Exercise details - Repeat the records below verbatim and include no pictures.

(Point localization data)
----

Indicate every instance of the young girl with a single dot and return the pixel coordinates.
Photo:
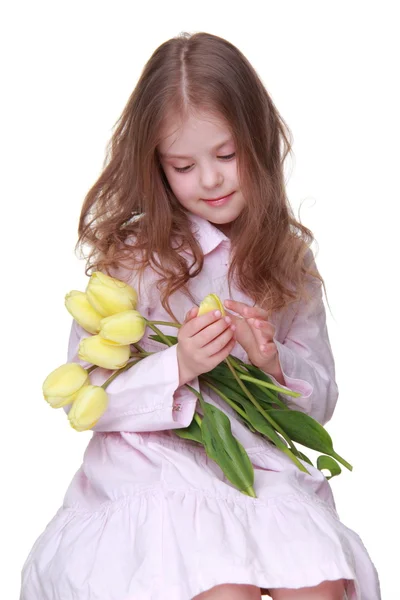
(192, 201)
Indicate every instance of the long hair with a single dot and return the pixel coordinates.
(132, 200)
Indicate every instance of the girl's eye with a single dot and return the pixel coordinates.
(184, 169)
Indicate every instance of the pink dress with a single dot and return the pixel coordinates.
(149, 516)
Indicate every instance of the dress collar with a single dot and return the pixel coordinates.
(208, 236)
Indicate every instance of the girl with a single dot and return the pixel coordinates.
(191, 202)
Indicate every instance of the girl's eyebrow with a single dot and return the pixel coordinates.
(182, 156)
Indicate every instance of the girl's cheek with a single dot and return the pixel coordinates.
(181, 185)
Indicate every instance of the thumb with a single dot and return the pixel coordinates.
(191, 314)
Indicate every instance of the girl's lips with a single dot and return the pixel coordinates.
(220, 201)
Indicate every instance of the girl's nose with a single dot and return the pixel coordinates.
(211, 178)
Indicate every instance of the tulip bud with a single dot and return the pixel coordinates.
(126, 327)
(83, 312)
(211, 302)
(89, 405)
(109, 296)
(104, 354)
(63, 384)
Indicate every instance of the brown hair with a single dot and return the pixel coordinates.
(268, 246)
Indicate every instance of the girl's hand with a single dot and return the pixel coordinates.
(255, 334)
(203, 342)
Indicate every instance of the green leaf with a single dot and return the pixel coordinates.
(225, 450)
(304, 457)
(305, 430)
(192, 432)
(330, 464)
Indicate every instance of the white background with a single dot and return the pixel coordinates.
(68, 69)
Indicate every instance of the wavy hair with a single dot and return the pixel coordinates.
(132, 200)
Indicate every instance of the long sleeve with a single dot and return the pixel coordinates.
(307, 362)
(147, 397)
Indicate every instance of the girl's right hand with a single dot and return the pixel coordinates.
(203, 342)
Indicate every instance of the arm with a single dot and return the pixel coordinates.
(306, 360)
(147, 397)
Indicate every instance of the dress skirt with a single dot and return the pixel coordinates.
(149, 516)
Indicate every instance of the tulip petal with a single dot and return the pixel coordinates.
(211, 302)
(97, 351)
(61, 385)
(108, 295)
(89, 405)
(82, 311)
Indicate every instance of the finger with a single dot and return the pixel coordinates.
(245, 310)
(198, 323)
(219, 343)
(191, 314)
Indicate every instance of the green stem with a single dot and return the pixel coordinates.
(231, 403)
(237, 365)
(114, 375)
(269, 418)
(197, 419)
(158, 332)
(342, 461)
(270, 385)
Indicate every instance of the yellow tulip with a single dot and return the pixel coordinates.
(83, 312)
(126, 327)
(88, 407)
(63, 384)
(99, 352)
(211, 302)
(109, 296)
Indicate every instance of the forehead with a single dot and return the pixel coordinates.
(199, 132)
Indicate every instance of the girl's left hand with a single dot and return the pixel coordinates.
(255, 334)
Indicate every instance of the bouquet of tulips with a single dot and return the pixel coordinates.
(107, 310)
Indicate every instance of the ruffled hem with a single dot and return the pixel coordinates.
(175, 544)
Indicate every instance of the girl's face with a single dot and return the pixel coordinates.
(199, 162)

----

Output for this exercise -
Indicate every instance of the young girl with a single dot and return the pixel coordinates.
Photo:
(192, 201)
Indicate every instance of the long hair with a single dot and return the pixel coordinates.
(132, 200)
Indicate every instance of the girl's eye with a single dot and return the pixel coordinates.
(184, 169)
Indicate every instance of the pink dress with a single dot and return the pixel coordinates.
(149, 516)
Indicate every instance of the dress collar with a single dot and return the pixel coordinates.
(208, 236)
Indicate every instance of the girl with a single dot and return the pixel coordinates.
(191, 202)
Indicate every instance of the girl's eyebrow with a single dot and return the pixel coordinates.
(182, 156)
Indicate every instance of the girl's cheek with a single dot and return the pixel coordinates.
(181, 185)
Indicate every instance of the thumb with a single dot and return the pixel coordinates.
(191, 314)
Indicate every instance of the girl's lips with a single dot and return the pixel coordinates.
(220, 201)
Indicate every instance of the girl's nose with a single dot and return the pixel coordinates.
(211, 178)
Indicate every instance of the tulip bud with a single dot and return the pixel coordinates.
(126, 327)
(83, 312)
(211, 302)
(89, 405)
(109, 296)
(104, 354)
(63, 384)
Indicate every instance of the brown hair with a single dot and return the pixel coordinates.
(268, 246)
Indicate every instance of the girl's hand with a single dot and return the pixel coordinates.
(255, 334)
(203, 342)
Indicate every instance of the green leaf with a single dot and return the pixel coordinates.
(225, 450)
(304, 457)
(305, 430)
(192, 432)
(330, 464)
Indicate every instance of the white background with a single dot and return the pixel coordinates.
(68, 69)
Indicate every instance of the wavy hair with a single dot and return the pixel coordinates.
(132, 200)
Indicate every instance of the long sleeve with a single dot and return the pixel coordinates.
(307, 362)
(147, 397)
Indicate every instance of the girl's right hand with a single dot and return the pixel coordinates.
(203, 342)
Indicate every instance of the arm with a single dot and return the pixel coordinates.
(306, 360)
(147, 397)
Indicate every instance of the dress skirt with a single dot and return the pixel coordinates.
(149, 516)
Indicate every instance of the tulip petal with a single dot and return the pixel coordinates.
(211, 302)
(97, 351)
(61, 385)
(108, 295)
(89, 405)
(82, 311)
Indicate every instance of the finger with a single dot and return the pixel coordinates.
(245, 310)
(198, 323)
(219, 343)
(191, 314)
Indicate every instance of the green stem with a single dot and return the pixel coordinates.
(231, 403)
(237, 365)
(114, 375)
(269, 418)
(197, 419)
(158, 332)
(342, 461)
(270, 385)
Indicate every instance of the yellow tulip with a single dot and return the pixel coordinates.
(83, 312)
(126, 327)
(88, 407)
(63, 384)
(99, 352)
(211, 302)
(109, 296)
Indicate every instance of the forehead with a single dot and return the pixel coordinates.
(199, 132)
Indicate every instance of the girl's left hand with a single dot and return the pixel coordinates.
(255, 334)
Indicate every instance of the bouquet of tulips with a single dot and return the pixel coordinates.
(107, 310)
Indicate every instance of the ruffled hem with a single dot and return the pixel coordinates.
(175, 544)
Indicate every instance of the girl's face with a single dot and return the pixel coordinates.
(199, 162)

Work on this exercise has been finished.